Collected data
• • • • •
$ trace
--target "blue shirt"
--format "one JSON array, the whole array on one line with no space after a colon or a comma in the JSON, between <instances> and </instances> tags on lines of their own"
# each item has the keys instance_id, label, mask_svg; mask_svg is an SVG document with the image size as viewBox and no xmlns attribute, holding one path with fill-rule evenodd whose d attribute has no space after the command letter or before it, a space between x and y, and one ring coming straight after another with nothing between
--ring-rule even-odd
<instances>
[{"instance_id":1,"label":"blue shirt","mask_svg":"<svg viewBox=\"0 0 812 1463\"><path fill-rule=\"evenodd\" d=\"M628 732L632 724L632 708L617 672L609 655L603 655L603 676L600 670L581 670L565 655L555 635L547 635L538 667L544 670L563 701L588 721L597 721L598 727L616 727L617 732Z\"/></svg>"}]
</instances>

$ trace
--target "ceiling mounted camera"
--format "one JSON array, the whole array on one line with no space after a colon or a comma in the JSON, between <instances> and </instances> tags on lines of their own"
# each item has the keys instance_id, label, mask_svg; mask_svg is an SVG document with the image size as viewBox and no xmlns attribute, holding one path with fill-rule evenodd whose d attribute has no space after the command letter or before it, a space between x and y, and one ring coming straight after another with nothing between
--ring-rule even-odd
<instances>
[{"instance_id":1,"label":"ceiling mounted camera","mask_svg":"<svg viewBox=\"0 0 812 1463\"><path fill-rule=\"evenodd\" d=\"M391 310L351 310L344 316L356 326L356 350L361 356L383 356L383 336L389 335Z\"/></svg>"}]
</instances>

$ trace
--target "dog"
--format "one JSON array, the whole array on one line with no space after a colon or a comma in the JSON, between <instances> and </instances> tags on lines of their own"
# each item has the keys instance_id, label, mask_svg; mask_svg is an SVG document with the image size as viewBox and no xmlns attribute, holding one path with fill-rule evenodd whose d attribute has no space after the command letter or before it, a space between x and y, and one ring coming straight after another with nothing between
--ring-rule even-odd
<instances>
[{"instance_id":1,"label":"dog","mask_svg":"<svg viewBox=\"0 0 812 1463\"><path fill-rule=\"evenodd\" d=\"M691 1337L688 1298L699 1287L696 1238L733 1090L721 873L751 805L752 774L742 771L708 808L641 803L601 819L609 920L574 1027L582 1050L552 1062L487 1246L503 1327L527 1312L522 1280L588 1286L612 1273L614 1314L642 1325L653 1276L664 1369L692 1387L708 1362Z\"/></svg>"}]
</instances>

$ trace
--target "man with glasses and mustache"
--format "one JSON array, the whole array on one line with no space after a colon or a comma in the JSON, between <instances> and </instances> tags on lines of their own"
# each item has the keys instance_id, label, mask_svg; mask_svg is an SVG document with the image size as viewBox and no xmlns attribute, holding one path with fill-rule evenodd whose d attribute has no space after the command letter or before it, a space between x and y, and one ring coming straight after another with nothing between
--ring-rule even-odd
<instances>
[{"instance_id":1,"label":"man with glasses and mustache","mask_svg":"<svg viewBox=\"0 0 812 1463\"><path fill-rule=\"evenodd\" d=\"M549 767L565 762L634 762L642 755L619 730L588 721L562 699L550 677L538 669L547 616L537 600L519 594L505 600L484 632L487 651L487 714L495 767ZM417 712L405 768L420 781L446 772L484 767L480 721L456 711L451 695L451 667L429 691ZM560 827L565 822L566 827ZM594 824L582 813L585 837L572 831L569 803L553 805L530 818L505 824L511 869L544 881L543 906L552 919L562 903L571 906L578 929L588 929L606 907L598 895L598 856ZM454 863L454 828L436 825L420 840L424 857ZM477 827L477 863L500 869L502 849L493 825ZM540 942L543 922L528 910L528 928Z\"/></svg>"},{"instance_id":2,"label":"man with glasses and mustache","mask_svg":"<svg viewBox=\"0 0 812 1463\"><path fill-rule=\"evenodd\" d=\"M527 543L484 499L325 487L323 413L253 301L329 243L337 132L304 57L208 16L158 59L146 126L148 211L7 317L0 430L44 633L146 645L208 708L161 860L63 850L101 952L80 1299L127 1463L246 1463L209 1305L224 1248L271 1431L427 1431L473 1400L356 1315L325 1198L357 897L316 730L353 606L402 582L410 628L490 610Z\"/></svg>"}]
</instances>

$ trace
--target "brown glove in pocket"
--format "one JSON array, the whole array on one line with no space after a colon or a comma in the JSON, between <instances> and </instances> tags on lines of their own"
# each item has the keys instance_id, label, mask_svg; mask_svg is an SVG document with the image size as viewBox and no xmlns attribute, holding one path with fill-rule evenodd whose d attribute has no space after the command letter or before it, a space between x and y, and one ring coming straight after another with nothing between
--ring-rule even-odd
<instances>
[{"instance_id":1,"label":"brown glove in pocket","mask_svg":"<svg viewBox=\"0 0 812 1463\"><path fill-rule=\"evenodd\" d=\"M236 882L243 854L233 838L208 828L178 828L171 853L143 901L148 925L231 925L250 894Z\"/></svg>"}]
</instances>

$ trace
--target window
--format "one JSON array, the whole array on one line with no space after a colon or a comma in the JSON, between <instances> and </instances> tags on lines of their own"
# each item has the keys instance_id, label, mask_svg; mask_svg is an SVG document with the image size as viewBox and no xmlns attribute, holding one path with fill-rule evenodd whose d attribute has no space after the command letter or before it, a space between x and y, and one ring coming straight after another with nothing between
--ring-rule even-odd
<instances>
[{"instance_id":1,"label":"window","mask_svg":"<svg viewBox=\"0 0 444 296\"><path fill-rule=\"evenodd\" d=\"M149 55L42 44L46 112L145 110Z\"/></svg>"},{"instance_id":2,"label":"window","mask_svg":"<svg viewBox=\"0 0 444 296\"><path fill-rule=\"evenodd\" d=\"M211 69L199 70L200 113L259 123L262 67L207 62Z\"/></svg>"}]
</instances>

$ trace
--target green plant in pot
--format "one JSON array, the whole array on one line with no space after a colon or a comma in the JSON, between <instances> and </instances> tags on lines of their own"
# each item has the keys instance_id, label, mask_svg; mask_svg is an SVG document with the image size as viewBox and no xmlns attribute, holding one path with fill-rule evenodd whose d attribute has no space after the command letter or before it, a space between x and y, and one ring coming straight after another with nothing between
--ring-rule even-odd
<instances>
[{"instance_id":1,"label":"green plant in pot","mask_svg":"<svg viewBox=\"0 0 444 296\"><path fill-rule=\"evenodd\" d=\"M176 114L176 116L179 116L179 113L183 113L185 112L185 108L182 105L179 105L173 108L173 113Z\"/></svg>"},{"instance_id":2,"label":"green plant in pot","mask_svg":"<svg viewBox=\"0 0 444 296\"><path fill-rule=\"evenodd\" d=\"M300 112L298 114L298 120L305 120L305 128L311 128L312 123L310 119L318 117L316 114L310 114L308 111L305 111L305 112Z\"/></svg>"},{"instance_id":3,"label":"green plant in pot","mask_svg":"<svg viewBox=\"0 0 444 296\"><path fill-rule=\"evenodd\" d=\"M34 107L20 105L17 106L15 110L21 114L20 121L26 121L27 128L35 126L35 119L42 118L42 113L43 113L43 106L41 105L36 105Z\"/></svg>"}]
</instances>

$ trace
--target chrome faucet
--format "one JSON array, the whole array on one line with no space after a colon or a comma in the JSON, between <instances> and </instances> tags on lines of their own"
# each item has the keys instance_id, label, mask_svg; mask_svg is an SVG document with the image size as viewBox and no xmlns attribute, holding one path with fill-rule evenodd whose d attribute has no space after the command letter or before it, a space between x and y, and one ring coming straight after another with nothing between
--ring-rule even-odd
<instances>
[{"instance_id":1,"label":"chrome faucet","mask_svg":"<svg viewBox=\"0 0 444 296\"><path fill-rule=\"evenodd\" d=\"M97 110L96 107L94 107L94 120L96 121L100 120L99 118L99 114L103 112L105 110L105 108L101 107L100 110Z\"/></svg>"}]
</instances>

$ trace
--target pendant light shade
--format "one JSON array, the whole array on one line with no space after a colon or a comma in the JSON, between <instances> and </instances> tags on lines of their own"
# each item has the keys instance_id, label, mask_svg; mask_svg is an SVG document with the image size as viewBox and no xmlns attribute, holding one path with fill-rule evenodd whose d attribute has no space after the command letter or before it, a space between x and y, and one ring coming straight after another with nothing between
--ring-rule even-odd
• • • • •
Set task> Count the lines above that contain the string "target", treating uppercase and lowercase as different. Give only the number.

Exercise solution> 9